## Consigne:
Recopiez le passage du texte sur le design et le marketing qui commence à « Autrefois, on voyait » et se termine à « l’implication des citoyens. », en remplaçant « consommateur » par « client ».

## Texte:
========================
La difficulté dans la collaboration entre designers et marketers est alors parfois de trouver un terrain d’entente entre les contraintes imposées par le marketing (l’ADN de la marque et la viabilité économique de la proposition) et les innovations d’usage proposées par le design.

 

La rencontre du design et du marketing autour du sens et ses enjeux : décloisonner, collaborer, co-créer !

Contrairement au marketing traditionnel qui se préoccupe principalement de la notoriété de la marque, ce que l’on nomme aujourd’hui le marketing utile se concentre sur sa réputation. Pour cela, il amène les marques à développer leur utilité et à s’engager sur le plan social/sociétal.

 

« Dans le prolongement, le marketing utile tentera de répondre aux besoins existants plutôt que d’en créer continuellement de nouveaux. Le marketing traditionnel a trop longtemps été détourné pour uniformiser les besoins des masses, à tel point que la profession en a perdu une partie de ses fondamentaux : adapter sa proposition au marché et non uniquement l’inverse. »

Article « Pourquoi Design et Marketing utile sont-ils si proches ? », par Brieuc Saffré

 

C’est donc ici que se rencontrent design et marketing. Car aujourd’hui, dans ce que l’on appelle le marketing utile comme dans le design, la recherche de sens est fondamentale, à l’image de ce que souhaite la société, à l’image du citoyen.

 

Complémentaires plutôt qu’opposés, l’enjeu est donc de réunir designers et marketers autour de ces projets, de cette recherche de sens et d’utilité, et de sortir des silos de l’organisation.

 

Au-delà de cette collaboration entre professionnels, un autre type de co-création est également possible. Le designer invite chaque jour davantage les utilisateurs à devenir co-concepteurs. Co-créer avec les usagers revient en effet à s’assurer d’un usage attendu et efficient de la solution par ses futurs utilisateurs. Ce passage du design vers le « co-design » est une évolution marquante fortement liée au marketing, comme l’explique Tim Brown de l’agence de design IDEO :

 

Autrefois, on voyait le consommateur comme un objet d’analyse, ou pis encore, comme la cible malheureuse de stratégies marketing prédatrices. On entre désormais dans l’ère d’une collaboration de plus en plus profonde, non seulement entre les membres de l’équipe de design, mais entre l’équipe et le public qu’elle veut atteindre.”[3]

 

Même si les utilisateurs ne seront probablement pas les vecteurs d’une innovation de rupture, nous l’avons dit, la co-création permettra de mesurer l’acceptabilité d’innovations de rupture nées de la compréhension des besoins de ces utilisateurs, de l’apport créatif du designer, de la collaboration des professionnels de l’entreprise et de l’implication des citoyens.
========================
## Jeu de données:
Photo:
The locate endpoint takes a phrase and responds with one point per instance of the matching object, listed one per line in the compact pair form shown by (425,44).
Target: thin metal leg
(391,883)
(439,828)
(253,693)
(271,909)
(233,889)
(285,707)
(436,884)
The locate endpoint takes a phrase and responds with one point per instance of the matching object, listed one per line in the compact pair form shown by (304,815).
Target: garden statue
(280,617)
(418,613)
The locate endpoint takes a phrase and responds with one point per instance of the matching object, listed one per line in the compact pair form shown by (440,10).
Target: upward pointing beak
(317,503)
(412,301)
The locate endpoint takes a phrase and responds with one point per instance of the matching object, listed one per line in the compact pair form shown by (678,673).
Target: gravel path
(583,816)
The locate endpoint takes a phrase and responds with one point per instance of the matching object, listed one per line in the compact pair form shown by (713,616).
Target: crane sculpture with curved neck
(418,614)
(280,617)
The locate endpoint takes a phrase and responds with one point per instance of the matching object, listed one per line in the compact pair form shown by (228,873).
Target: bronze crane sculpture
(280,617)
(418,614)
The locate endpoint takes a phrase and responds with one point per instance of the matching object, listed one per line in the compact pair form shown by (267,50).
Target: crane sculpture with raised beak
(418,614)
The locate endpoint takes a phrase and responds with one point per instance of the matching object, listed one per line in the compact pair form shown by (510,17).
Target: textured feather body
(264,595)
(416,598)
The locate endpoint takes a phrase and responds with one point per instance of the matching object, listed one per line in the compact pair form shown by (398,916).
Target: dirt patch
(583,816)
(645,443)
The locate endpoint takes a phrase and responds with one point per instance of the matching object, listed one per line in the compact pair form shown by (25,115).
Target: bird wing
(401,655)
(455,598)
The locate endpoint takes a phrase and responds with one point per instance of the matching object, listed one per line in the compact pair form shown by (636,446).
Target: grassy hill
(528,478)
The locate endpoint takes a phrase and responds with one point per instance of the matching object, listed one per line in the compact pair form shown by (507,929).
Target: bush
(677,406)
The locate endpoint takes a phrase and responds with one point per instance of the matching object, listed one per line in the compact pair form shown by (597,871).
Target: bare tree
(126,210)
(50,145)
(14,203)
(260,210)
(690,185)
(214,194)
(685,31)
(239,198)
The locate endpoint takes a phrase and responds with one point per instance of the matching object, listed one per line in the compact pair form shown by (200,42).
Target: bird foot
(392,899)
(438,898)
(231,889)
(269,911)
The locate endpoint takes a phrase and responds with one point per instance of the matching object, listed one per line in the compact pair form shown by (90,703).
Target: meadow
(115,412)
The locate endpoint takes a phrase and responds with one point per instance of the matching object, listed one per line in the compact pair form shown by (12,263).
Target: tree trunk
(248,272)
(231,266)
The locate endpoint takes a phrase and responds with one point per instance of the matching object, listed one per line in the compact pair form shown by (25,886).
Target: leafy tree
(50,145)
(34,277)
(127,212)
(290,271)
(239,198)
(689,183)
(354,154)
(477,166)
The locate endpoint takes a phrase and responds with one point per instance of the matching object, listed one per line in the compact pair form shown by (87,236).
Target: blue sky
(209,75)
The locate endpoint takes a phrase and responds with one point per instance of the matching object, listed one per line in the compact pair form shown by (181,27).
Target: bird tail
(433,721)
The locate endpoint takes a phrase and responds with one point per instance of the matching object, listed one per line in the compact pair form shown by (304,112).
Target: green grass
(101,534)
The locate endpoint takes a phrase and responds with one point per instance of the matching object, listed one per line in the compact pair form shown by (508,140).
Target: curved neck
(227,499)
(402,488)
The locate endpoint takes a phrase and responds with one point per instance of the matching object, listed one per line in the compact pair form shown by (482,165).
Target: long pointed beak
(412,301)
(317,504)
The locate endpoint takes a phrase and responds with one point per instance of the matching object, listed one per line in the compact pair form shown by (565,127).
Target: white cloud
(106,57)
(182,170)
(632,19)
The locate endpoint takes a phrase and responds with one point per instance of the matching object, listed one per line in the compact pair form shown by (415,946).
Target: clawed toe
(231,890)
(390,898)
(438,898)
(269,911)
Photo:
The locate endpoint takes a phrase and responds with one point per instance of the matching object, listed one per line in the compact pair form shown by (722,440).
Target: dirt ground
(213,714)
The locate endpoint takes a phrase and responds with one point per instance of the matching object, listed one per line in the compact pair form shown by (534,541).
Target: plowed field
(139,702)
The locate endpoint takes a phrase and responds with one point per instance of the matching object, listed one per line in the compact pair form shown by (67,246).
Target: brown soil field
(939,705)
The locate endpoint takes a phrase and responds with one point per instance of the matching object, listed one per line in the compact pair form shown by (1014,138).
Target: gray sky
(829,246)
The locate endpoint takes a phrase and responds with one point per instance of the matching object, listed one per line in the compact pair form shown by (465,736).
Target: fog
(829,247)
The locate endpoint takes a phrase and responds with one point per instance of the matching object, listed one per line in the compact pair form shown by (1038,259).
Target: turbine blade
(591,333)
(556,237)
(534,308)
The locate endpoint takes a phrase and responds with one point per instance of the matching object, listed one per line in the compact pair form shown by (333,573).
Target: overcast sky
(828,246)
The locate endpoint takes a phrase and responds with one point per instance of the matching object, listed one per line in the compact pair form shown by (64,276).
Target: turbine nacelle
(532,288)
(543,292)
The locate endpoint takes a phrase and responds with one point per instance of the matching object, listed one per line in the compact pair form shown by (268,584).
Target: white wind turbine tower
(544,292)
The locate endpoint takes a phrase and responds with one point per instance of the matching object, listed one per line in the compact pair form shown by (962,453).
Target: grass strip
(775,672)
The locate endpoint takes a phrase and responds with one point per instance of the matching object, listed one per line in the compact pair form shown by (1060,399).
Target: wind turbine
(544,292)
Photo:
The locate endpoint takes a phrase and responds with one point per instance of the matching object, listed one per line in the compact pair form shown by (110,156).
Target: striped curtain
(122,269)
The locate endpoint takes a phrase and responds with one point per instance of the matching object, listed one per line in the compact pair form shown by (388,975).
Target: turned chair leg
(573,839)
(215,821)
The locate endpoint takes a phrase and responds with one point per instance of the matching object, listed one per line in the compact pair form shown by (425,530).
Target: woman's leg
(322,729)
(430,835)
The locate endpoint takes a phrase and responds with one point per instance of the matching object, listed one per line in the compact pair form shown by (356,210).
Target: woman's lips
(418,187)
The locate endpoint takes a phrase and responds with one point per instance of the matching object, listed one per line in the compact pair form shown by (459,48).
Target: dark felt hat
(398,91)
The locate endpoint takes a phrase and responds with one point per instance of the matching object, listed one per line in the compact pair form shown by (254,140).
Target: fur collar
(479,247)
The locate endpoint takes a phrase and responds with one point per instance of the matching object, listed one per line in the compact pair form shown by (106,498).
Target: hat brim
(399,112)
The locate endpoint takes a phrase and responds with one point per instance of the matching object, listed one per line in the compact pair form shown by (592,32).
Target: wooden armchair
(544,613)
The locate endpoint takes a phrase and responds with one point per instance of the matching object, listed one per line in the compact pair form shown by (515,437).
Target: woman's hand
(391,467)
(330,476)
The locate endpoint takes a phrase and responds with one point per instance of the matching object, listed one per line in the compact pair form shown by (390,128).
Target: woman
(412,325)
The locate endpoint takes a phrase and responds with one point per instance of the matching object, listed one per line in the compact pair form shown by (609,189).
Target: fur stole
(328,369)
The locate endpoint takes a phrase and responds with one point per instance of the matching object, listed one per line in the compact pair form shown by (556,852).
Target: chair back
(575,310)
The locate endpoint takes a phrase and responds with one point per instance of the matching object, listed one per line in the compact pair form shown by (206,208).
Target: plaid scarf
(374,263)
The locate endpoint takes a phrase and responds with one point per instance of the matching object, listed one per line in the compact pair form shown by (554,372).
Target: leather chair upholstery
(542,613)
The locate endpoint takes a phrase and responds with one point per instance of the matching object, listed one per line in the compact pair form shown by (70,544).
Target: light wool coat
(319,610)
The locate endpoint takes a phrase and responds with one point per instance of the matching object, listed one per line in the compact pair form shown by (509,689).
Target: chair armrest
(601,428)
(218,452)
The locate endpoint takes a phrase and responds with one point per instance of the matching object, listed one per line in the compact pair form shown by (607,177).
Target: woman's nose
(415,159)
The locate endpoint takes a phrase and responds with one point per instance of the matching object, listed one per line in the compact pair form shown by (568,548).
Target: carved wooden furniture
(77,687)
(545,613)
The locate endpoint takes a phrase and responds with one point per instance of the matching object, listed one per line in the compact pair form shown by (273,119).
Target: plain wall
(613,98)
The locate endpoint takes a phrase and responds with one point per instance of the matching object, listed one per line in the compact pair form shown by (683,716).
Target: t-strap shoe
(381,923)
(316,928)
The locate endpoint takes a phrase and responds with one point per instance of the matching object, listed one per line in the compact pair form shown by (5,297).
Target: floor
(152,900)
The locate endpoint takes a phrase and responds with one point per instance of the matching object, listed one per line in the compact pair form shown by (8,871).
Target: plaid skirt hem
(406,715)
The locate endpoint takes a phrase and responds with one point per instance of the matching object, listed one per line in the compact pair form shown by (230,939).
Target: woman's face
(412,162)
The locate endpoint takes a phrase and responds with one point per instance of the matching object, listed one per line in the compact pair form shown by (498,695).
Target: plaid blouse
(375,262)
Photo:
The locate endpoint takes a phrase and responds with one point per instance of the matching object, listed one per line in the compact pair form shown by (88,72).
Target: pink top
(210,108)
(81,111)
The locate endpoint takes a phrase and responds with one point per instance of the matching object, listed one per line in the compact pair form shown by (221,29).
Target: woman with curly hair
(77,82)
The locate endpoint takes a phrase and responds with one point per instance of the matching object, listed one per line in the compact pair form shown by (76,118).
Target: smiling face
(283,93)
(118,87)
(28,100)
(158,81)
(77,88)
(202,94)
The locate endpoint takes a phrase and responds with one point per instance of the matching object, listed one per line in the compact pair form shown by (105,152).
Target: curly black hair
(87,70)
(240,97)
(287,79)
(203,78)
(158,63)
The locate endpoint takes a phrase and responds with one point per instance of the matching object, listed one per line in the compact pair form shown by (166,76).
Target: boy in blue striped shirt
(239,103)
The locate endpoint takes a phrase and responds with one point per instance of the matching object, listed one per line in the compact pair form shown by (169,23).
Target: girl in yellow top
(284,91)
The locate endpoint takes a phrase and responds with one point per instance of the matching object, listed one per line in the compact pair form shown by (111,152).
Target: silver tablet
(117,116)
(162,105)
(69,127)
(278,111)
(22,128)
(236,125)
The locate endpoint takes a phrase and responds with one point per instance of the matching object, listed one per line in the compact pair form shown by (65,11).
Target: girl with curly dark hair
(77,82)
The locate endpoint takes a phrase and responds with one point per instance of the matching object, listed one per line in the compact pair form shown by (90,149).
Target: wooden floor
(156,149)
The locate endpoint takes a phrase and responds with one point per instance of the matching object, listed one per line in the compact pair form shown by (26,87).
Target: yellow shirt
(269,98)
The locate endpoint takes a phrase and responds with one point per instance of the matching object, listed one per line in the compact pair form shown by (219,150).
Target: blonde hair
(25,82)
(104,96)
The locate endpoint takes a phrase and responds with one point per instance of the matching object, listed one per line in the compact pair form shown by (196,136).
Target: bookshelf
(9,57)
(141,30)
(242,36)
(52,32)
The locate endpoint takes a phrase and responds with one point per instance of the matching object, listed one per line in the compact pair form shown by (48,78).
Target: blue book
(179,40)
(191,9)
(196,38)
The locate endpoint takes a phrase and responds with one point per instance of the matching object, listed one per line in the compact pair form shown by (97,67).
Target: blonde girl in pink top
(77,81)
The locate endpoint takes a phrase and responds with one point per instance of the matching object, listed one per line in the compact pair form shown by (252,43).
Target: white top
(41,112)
========================
## Corrigé:
Autrefois, on voyait le client comme un objet d’analyse, ou pis encore, comme la cible malheureuse de stratégies marketing prédatrices. On entre désormais dans l’ère d’une collaboration de plus en plus profonde, non seulement entre les membres de l’équipe de design, mais entre l’équipe et le public qu’elle veut atteindre.”[3]

 

Même si les utilisateurs ne seront probablement pas les vecteurs d’une innovation de rupture, nous l’avons dit, la co-création permettra de mesurer l’acceptabilité d’innovations de rupture nées de la compréhension des besoins de ces utilisateurs, de l’apport créatif du designer, de la collaboration des professionnels de l’entreprise et de l’implication des citoyens.